(Records from a dataset)
━━━━━━━━━━━━━━━━━━━━

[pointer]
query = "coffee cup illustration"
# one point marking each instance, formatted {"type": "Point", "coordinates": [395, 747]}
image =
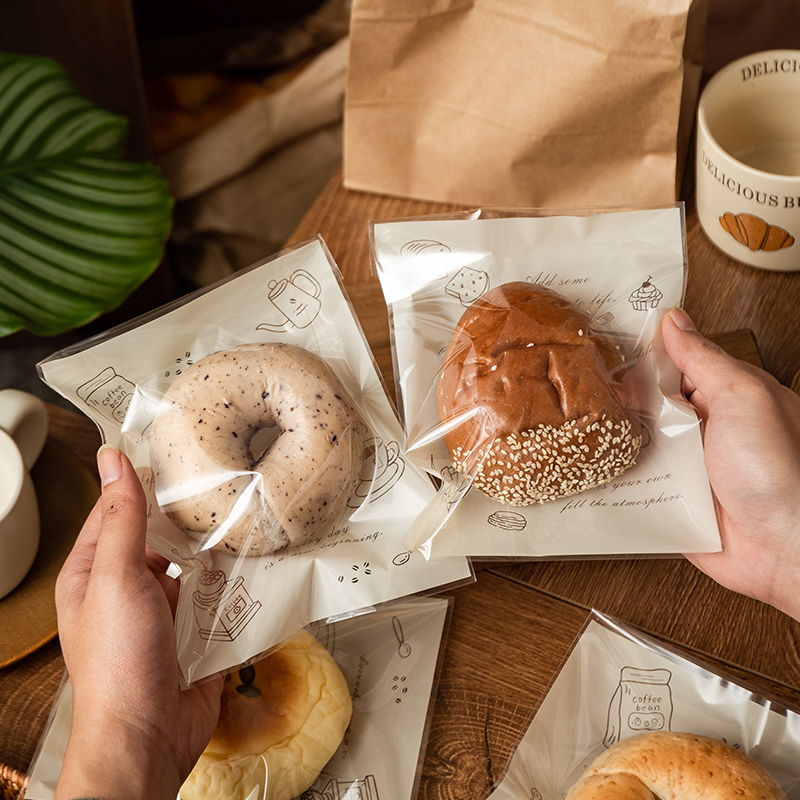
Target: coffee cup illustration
{"type": "Point", "coordinates": [297, 300]}
{"type": "Point", "coordinates": [381, 468]}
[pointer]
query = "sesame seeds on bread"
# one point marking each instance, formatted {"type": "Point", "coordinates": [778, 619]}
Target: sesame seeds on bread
{"type": "Point", "coordinates": [532, 402]}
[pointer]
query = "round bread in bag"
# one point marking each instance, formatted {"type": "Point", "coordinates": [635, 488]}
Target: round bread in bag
{"type": "Point", "coordinates": [674, 766]}
{"type": "Point", "coordinates": [213, 486]}
{"type": "Point", "coordinates": [288, 711]}
{"type": "Point", "coordinates": [533, 405]}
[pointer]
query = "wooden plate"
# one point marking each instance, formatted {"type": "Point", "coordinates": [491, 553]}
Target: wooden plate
{"type": "Point", "coordinates": [66, 492]}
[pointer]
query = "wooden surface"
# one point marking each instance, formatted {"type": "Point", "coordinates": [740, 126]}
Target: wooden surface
{"type": "Point", "coordinates": [513, 627]}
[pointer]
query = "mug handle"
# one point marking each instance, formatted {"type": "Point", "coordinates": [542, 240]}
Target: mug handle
{"type": "Point", "coordinates": [24, 417]}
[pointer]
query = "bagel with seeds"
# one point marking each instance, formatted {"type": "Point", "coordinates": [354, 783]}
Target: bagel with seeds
{"type": "Point", "coordinates": [534, 405]}
{"type": "Point", "coordinates": [213, 486]}
{"type": "Point", "coordinates": [663, 765]}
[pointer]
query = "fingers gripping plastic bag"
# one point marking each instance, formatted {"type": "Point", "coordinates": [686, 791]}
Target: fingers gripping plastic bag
{"type": "Point", "coordinates": [341, 709]}
{"type": "Point", "coordinates": [620, 690]}
{"type": "Point", "coordinates": [533, 382]}
{"type": "Point", "coordinates": [271, 457]}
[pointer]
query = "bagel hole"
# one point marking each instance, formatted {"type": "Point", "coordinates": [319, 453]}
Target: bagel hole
{"type": "Point", "coordinates": [262, 440]}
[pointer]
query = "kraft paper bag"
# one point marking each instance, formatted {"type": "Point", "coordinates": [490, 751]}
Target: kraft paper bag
{"type": "Point", "coordinates": [504, 103]}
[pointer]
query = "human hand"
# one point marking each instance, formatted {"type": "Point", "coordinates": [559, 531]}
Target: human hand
{"type": "Point", "coordinates": [751, 434]}
{"type": "Point", "coordinates": [135, 732]}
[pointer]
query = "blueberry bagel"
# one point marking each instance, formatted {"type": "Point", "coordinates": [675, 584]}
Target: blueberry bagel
{"type": "Point", "coordinates": [208, 479]}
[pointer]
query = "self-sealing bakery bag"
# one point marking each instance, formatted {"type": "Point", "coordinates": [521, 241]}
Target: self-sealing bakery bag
{"type": "Point", "coordinates": [271, 458]}
{"type": "Point", "coordinates": [622, 692]}
{"type": "Point", "coordinates": [534, 386]}
{"type": "Point", "coordinates": [345, 711]}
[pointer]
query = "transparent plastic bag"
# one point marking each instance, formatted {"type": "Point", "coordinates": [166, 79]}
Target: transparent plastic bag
{"type": "Point", "coordinates": [619, 682]}
{"type": "Point", "coordinates": [622, 269]}
{"type": "Point", "coordinates": [239, 597]}
{"type": "Point", "coordinates": [390, 660]}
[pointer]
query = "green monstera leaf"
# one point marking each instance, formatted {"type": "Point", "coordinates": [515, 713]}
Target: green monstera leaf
{"type": "Point", "coordinates": [80, 225]}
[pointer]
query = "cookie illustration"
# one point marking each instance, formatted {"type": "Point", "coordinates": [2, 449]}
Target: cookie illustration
{"type": "Point", "coordinates": [468, 285]}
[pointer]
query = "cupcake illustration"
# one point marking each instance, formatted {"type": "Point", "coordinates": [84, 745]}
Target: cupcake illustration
{"type": "Point", "coordinates": [648, 295]}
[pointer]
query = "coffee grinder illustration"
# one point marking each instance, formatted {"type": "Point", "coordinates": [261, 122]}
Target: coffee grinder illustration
{"type": "Point", "coordinates": [297, 299]}
{"type": "Point", "coordinates": [222, 608]}
{"type": "Point", "coordinates": [344, 790]}
{"type": "Point", "coordinates": [642, 702]}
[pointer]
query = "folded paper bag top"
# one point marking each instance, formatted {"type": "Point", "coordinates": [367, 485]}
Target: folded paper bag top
{"type": "Point", "coordinates": [490, 105]}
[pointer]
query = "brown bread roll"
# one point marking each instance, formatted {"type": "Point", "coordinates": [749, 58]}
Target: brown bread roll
{"type": "Point", "coordinates": [533, 405]}
{"type": "Point", "coordinates": [674, 766]}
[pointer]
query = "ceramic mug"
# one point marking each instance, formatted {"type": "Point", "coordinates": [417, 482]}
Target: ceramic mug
{"type": "Point", "coordinates": [23, 431]}
{"type": "Point", "coordinates": [748, 160]}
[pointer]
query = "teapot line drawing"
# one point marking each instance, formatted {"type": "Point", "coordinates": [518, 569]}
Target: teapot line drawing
{"type": "Point", "coordinates": [296, 299]}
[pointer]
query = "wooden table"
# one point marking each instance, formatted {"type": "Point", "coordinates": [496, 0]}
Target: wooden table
{"type": "Point", "coordinates": [512, 628]}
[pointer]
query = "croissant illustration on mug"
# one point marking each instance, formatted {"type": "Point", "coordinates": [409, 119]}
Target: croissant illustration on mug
{"type": "Point", "coordinates": [754, 232]}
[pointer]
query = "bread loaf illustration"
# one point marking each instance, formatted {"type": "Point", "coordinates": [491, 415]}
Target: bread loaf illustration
{"type": "Point", "coordinates": [754, 232]}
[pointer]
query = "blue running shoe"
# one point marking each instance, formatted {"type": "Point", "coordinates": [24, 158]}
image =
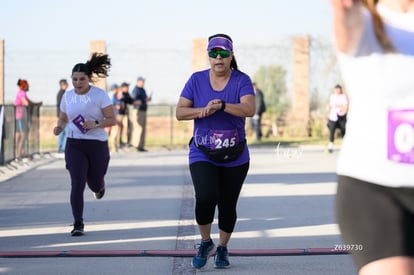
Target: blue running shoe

━━━━━━━━━━━━━━━━━━━━

Directions for this task: Before copying, set the pictures aside; then reproduce each entry above exactly.

Task result:
[pointer]
query = "coffee cup illustration"
# one point marking each instance, formatted {"type": "Point", "coordinates": [395, 747]}
image =
Target: coffee cup illustration
{"type": "Point", "coordinates": [297, 300]}
{"type": "Point", "coordinates": [381, 468]}
[pointer]
query = "sesame seeds on bread"
# one point marking each instance, formatted {"type": "Point", "coordinates": [778, 619]}
Target: sesame seeds on bread
{"type": "Point", "coordinates": [532, 402]}
[pointer]
query = "round bread in bag"
# one point marking each instance, formatted {"type": "Point", "coordinates": [635, 488]}
Target: round bread in bag
{"type": "Point", "coordinates": [674, 766]}
{"type": "Point", "coordinates": [213, 486]}
{"type": "Point", "coordinates": [288, 711]}
{"type": "Point", "coordinates": [533, 405]}
[pointer]
query = "wooden plate"
# one point marking each instance, formatted {"type": "Point", "coordinates": [491, 553]}
Target: wooden plate
{"type": "Point", "coordinates": [66, 492]}
[pointer]
query = "wooden surface"
# one point marking each instance, formatted {"type": "Point", "coordinates": [740, 126]}
Target: wooden surface
{"type": "Point", "coordinates": [513, 627]}
[pointer]
query = "mug handle"
# one point marking each instance, formatted {"type": "Point", "coordinates": [542, 240]}
Target: mug handle
{"type": "Point", "coordinates": [24, 417]}
[pointer]
query = "bagel with seeds"
# one point marking each instance, formatted {"type": "Point", "coordinates": [354, 783]}
Target: bagel with seeds
{"type": "Point", "coordinates": [534, 405]}
{"type": "Point", "coordinates": [213, 486]}
{"type": "Point", "coordinates": [663, 765]}
[pointer]
query = "fingers gripping plastic bag"
# one point marking each instance, formatted {"type": "Point", "coordinates": [686, 791]}
Target: fingers gripping plastic bag
{"type": "Point", "coordinates": [341, 709]}
{"type": "Point", "coordinates": [620, 690]}
{"type": "Point", "coordinates": [533, 382]}
{"type": "Point", "coordinates": [271, 457]}
[pointer]
query = "bagel hole"
# one point marking each instance, formatted {"type": "Point", "coordinates": [319, 453]}
Target: bagel hole
{"type": "Point", "coordinates": [262, 440]}
[pointer]
query = "kraft paper bag"
# one point marking each instance, formatted {"type": "Point", "coordinates": [490, 751]}
Target: kraft paper bag
{"type": "Point", "coordinates": [504, 103]}
[pointer]
query = "human hand"
# one point marking each instance, formatted {"type": "Point", "coordinates": [559, 531]}
Target: human hand
{"type": "Point", "coordinates": [751, 434]}
{"type": "Point", "coordinates": [135, 732]}
[pointer]
query = "blueberry bagel"
# one point marking each instance, formatted {"type": "Point", "coordinates": [675, 584]}
Target: blueberry bagel
{"type": "Point", "coordinates": [208, 479]}
[pointer]
query = "self-sealing bakery bag"
# one point marking each instance, formatted {"type": "Point", "coordinates": [521, 241]}
Target: self-sealing bakery bag
{"type": "Point", "coordinates": [271, 458]}
{"type": "Point", "coordinates": [622, 692]}
{"type": "Point", "coordinates": [534, 386]}
{"type": "Point", "coordinates": [345, 711]}
[pointer]
query = "transparent plastic bag"
# one point marking each instance, formatted {"type": "Point", "coordinates": [166, 79]}
Target: transparent plastic bag
{"type": "Point", "coordinates": [619, 682]}
{"type": "Point", "coordinates": [622, 269]}
{"type": "Point", "coordinates": [239, 597]}
{"type": "Point", "coordinates": [390, 660]}
[pointer]
query = "green monstera leaf"
# one point marking each instance, formatted {"type": "Point", "coordinates": [515, 713]}
Target: green monstera leaf
{"type": "Point", "coordinates": [80, 225]}
[pointer]
query = "cookie illustration"
# one point marking each instance, formatted {"type": "Point", "coordinates": [2, 449]}
Target: cookie illustration
{"type": "Point", "coordinates": [468, 285]}
[pointer]
query = "cupcake illustration"
# one point marking each instance, formatted {"type": "Point", "coordinates": [84, 745]}
Target: cupcake illustration
{"type": "Point", "coordinates": [648, 295]}
[pointer]
query = "coffee grinder illustration"
# one point marking each instance, formatted {"type": "Point", "coordinates": [261, 122]}
Target: coffee grinder illustration
{"type": "Point", "coordinates": [297, 299]}
{"type": "Point", "coordinates": [222, 608]}
{"type": "Point", "coordinates": [344, 790]}
{"type": "Point", "coordinates": [642, 702]}
[pointer]
query = "folded paper bag top"
# one point marking each instance, formatted {"type": "Point", "coordinates": [367, 485]}
Target: folded paper bag top
{"type": "Point", "coordinates": [490, 105]}
[pointer]
query = "brown bread roll"
# one point marking each instance, formatted {"type": "Point", "coordinates": [749, 58]}
Target: brown bread roll
{"type": "Point", "coordinates": [533, 405]}
{"type": "Point", "coordinates": [674, 766]}
[pointer]
query = "ceramic mug"
# one point marking each instance, formatted {"type": "Point", "coordinates": [417, 482]}
Target: ceramic mug
{"type": "Point", "coordinates": [23, 431]}
{"type": "Point", "coordinates": [748, 160]}
[pointer]
query = "teapot line drawing"
# one point marking each instance, formatted {"type": "Point", "coordinates": [518, 569]}
Target: teapot line drawing
{"type": "Point", "coordinates": [296, 299]}
[pointer]
query = "wooden table"
# one point marking each instance, formatted {"type": "Point", "coordinates": [496, 0]}
Target: wooden table
{"type": "Point", "coordinates": [512, 628]}
[pointer]
query = "croissant illustration on mug"
# one point marking each instance, formatted {"type": "Point", "coordinates": [409, 119]}
Target: croissant illustration on mug
{"type": "Point", "coordinates": [754, 232]}
[pointer]
query = "bread loaf illustration"
# one point marking each instance, formatted {"type": "Point", "coordinates": [491, 415]}
Target: bread loaf illustration
{"type": "Point", "coordinates": [754, 232]}
[pointer]
query = "blue running shoe"
# one point marking each instance, formatted {"type": "Point", "coordinates": [24, 158]}
image =
Target: blue running shoe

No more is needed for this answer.